[Natural language region descriptions]
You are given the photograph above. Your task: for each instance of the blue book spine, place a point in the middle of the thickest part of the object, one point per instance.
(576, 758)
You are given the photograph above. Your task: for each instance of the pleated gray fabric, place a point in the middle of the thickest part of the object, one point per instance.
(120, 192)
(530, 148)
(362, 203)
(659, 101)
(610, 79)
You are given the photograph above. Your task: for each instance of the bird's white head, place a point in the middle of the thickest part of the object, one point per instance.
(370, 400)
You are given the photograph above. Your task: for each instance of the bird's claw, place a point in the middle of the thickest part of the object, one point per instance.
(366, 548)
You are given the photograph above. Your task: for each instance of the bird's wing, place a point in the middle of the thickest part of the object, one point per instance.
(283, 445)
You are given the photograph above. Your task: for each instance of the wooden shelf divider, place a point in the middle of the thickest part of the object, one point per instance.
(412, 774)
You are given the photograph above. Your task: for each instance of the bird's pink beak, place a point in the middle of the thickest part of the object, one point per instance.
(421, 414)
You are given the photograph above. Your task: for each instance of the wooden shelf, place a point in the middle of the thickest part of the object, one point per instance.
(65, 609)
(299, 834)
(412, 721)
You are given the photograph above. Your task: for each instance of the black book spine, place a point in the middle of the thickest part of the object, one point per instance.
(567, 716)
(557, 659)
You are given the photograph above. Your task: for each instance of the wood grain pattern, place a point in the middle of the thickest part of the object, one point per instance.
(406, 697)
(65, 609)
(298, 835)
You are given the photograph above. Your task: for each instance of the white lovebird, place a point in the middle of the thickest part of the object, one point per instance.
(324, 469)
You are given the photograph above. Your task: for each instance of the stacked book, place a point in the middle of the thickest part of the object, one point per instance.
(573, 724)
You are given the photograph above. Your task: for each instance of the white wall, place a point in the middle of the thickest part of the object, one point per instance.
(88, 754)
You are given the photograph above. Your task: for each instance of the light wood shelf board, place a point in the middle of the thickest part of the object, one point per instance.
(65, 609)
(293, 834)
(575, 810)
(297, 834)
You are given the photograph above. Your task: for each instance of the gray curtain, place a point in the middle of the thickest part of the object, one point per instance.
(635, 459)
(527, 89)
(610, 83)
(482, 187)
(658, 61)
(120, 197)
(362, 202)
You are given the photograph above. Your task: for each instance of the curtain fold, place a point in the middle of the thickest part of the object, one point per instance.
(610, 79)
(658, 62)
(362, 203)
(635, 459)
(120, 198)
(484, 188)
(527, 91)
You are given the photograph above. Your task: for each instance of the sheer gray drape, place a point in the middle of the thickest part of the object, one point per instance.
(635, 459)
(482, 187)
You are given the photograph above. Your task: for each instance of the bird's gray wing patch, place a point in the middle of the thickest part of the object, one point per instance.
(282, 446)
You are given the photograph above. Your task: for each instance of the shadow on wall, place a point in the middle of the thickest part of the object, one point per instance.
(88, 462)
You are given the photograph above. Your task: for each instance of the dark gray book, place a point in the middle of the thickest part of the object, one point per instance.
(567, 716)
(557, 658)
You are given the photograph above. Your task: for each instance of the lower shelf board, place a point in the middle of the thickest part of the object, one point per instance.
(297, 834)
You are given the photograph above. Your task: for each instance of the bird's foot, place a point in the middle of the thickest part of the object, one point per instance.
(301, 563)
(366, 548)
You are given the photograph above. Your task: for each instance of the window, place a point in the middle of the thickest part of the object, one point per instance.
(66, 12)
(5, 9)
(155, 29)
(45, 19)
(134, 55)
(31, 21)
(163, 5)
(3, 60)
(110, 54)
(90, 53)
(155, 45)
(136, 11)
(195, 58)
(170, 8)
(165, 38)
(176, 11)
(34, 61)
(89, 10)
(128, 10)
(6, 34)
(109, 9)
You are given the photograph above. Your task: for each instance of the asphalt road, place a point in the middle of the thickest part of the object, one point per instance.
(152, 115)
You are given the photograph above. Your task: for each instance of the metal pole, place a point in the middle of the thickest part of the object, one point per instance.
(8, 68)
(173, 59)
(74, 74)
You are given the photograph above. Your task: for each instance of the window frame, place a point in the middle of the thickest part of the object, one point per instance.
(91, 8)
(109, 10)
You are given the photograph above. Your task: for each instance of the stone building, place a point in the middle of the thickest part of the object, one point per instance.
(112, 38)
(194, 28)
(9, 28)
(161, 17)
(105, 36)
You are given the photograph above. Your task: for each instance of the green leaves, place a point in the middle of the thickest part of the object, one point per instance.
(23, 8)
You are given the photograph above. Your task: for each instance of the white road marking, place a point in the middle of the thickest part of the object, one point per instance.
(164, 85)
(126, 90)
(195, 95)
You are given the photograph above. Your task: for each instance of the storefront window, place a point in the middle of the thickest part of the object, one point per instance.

> [INSTRUCTIONS FOR THE TASK]: Return every entry exactly; no line may be missing.

> [COMPLETED TASK]:
You are given the photograph above. Your task: for each instance of the blue book spine, place a point in the middle of the thickest part of the object, one point per instance.
(576, 758)
You are given the photograph above. Your task: for each instance of the pleated gray fabric, place a point in the middle of the thickest part of the object, one point per instance.
(120, 192)
(530, 148)
(362, 203)
(659, 101)
(610, 79)
You are given the photograph above. Your task: for each instance of the bird's white head, place a point in the middle of the thickest part of the object, one point per instance.
(370, 400)
You are given the photograph above. Your task: for each instance of the bird's claw, place a point in the middle of the thickest part of the object, one point per instance.
(366, 548)
You are given the photograph above. Your task: for each instance of the bird's wing, place a point in the middle of the thickest part of the object, one point per instance.
(283, 445)
You are given the photograph above. Your task: for each instance of the wooden shelf divider, place a point in the middle of the thickest part of the object, one point per instance.
(412, 774)
You are given the photograph above. Your task: for each instance of the bird's pink beak, place a point in the middle of the thickest part of the object, one point per instance.
(421, 414)
You are given the photograph above. Your task: for each instance of the wooden shelf, place a point in the middle of the thickest part of the object, one point per instance.
(65, 609)
(299, 834)
(412, 721)
You are given the photograph above. Your task: for each instance of the black book spine, place a point in the middle of the thickest part of the object, one point per instance.
(567, 716)
(557, 659)
You are given the photograph above. Your task: for each instance of the wood grain pattern, place a point in the middle of the thickest part of the object, one point per instance.
(406, 697)
(65, 609)
(298, 835)
You are given the photograph above. Your task: for each instance of the white lovebird, place a point in the middle of the thickest part of the object, one point per instance.
(324, 469)
You are given the photograph above. Your task: for each instance of the stacked book, place a point in the middle of the thickest part of the object, one point per instance.
(573, 724)
You are given the photograph above. Your task: for each instance of the white wall, place a point in the middle of the thickest part of the object, one point per instance.
(88, 754)
You are given the photograph above. Your task: for each instance of the light wood shelf board, place a point in the middle of the thickest part of the object, one point per instance.
(65, 609)
(293, 834)
(575, 810)
(297, 834)
You are given the photograph above. Your task: for each instance of the gray curtain, place a point in the middle of the thickest part of the object, one point per instance.
(635, 459)
(527, 89)
(610, 83)
(482, 187)
(658, 61)
(120, 197)
(362, 202)
You are given the photograph above. Your task: for each instance of the curtain fold, place a point in the middle of the thickest part of the object, one point per instance.
(610, 79)
(658, 62)
(362, 203)
(635, 459)
(120, 198)
(484, 188)
(527, 91)
You are given the photograph above. Your task: for each instance of the sheer gray drape, place a point in the middle of the thickest part of the object, one point per instance.
(635, 459)
(482, 187)
You are given the photograph above. Your task: for each instance of the bird's gray wing patch, place a point in the middle of the thickest part of the object, one point per instance.
(282, 446)
You are given the photograph above. Your task: for each instance of the shadow on wall, place a point in the middle of the thickest part of the object, one point per instance.
(88, 462)
You are given the photograph above. Your task: for each instance of the dark gray book, place a point in the middle of the thickest part of the object, one point per instance.
(567, 716)
(557, 658)
You are given the photograph above. Your task: for each instance of the lower shelf board, place a point in the middle of the thickest part of the object, one point per instance.
(297, 834)
You are given the photograph above. Your task: for each instance of the bird's foot, place a point in the middle of the thickest part of the object, one point per instance.
(301, 563)
(366, 548)
You are given the photograph above. Your task: for each instance of the window, place a point in the middle of the thickest part of the object, one point per instance.
(66, 12)
(5, 9)
(155, 29)
(45, 19)
(134, 55)
(31, 21)
(163, 5)
(3, 60)
(110, 54)
(90, 53)
(155, 45)
(136, 11)
(195, 58)
(170, 8)
(165, 38)
(176, 11)
(34, 61)
(89, 10)
(128, 10)
(6, 34)
(109, 9)
You are given the photograph above. Your task: for each instance of the asphalt road, place a point in the middle of the thickest part of the object, one point per instance.
(152, 115)
You are given the photograph above. Your task: for each instance of the metal pole, place a point in the middle of the thickest part of the object, one point per instance.
(8, 68)
(173, 59)
(74, 74)
You are given the photograph above. Your task: for each instance of the window frame, place a point in the middle of the thickest part of the object, one point per instance.
(91, 8)
(109, 10)
You are given the photograph above. Your task: for each instance of the stone building, place a point in the middle of the thickest part of the object, one point per instance.
(112, 38)
(194, 28)
(9, 28)
(161, 17)
(105, 36)
You are given the photograph above. Your task: for each instance of the green leaves, place a point in the middle of the thickest part of the object, one point per instance.
(23, 8)
You are given the photograph above. Your task: for each instance of the white road marking, place a point in the middle of the thickest part of the object, one point per instance.
(164, 85)
(126, 90)
(195, 95)
You are given the photograph above. Your task: for each instance of the storefront window, place a point in the middle of the thickest part of the object, one point per instance.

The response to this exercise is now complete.